EXERCISE INPUT =>
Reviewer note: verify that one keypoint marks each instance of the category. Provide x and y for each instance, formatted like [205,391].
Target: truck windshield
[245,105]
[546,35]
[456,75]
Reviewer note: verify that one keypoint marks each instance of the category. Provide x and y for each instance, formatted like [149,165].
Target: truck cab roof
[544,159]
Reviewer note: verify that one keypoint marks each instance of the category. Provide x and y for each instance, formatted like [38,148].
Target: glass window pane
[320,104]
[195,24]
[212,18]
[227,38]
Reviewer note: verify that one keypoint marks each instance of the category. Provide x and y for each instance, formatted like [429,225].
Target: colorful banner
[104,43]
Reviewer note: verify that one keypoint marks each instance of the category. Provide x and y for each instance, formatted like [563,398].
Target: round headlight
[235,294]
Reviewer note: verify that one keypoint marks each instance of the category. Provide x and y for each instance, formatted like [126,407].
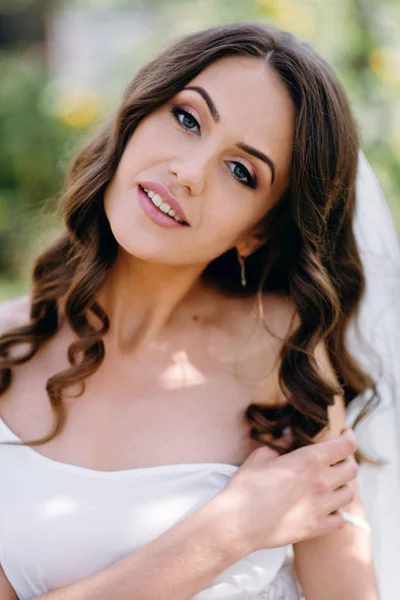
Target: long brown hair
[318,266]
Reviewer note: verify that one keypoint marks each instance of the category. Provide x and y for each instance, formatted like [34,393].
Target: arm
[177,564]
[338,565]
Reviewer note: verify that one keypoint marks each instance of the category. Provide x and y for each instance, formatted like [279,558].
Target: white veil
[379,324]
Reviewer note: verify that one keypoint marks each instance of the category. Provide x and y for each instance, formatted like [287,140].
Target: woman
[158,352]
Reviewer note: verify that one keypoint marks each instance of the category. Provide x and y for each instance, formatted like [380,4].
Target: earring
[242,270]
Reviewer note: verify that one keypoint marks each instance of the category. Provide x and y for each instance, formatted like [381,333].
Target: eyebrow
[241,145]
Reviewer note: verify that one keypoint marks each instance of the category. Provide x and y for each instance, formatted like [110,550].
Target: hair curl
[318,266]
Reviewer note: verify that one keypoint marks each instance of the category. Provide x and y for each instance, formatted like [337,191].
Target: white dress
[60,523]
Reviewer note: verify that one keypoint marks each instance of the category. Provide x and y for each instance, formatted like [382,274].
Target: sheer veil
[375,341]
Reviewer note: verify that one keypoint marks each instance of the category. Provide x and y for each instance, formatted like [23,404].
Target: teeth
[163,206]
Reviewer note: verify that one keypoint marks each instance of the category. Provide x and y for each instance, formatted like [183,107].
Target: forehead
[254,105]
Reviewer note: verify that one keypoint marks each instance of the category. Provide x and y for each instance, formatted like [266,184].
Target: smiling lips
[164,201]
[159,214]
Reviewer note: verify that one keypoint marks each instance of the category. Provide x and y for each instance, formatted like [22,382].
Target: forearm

WORK TO DO =>
Lay out the material above as a JSON list of strings with one string per line, leaving out blank lines and pictures.

RESULT OF THIS TASK =>
[
  "Reviewer note: verify that one keypoint marks each instance of the category. Provide x and y for each instance, formatted like [205,391].",
  "Target: truck windshield",
  "[245,105]",
  "[546,35]",
  "[456,75]",
  "Reviewer note: verify that one keypoint marks each instance of the category. Provide x and y for each instance, formatted like [149,165].",
  "Target: truck cab roof",
  "[544,159]",
  "Reviewer note: verify that one keypoint marks each instance of the category. Provide x and y for each instance, formatted like [38,148].",
  "Target: glass window pane",
  "[320,104]",
  "[195,24]",
  "[212,18]",
  "[227,38]",
  "Reviewer note: verify that one keypoint marks each instance of the category. Provide x and y for each instance, formatted like [429,225].",
  "Target: colorful banner",
  "[104,43]",
  "Reviewer note: verify that one keypoint marks each instance of the category. Provide x and y for each instance, formatted like [563,398].",
  "Target: round headlight",
  "[235,294]",
  "Reviewer note: verify that one keypoint marks each instance of the category. Provide x and y for each instance, formatted like [126,407].",
  "Target: long brown hair",
  "[318,266]",
  "Reviewer note: verify that one keypoint marks each instance of the category. Provide x and y for each instance, formatted like [34,393].",
  "Target: arm",
  "[177,564]",
  "[338,565]",
  "Reviewer note: verify that one keypoint marks each instance of the category. Provide x and y for each instance, formatted like [279,558].",
  "Target: white veil",
  "[379,324]",
  "Reviewer note: verify that one keypoint marks each instance of the category. Provide x and y for each instance, formatted like [287,140].",
  "Target: woman",
  "[158,352]",
  "Reviewer note: verify that one keypoint marks each instance of the category. Provide x and y for each instance, formatted like [380,4].",
  "Target: earring",
  "[242,270]",
  "Reviewer note: verify that one keypoint marks each instance of the category. Provide x and y for each instance, formatted like [381,333].",
  "Target: eyebrow",
  "[241,145]",
  "Reviewer note: verify that one keypoint marks each instance of the category. Provide x and y for each instance, formatted like [110,550].",
  "Target: hair curl",
  "[318,266]",
  "Reviewer note: verify that one keypoint marks each instance of the category. Provide x and y for each instance, formatted like [337,191].",
  "Target: white dress",
  "[60,523]",
  "Reviewer note: verify that one keypoint marks each instance of the category. Provide x and y for each instance, formatted like [382,274].",
  "Target: sheer veil",
  "[375,341]",
  "Reviewer note: verify that one keypoint marks each instance of the category. Provide x and y for each instance, formatted like [23,404].",
  "Target: teeth",
  "[163,206]",
  "Reviewer note: verify that one keypoint marks each instance of the category. Provide x and y for each instance, formatted like [183,107].",
  "Target: forehead",
  "[254,105]",
  "Reviewer note: verify that one keypoint marks each instance of the category. Provide x and y for each instance, formatted like [266,184].",
  "Target: smiling lips",
  "[164,201]",
  "[159,214]",
  "Reviewer note: verify that one keypoint marks each instance of the category. Provide x and y for each instance, formatted like [22,382].",
  "Target: forearm"
]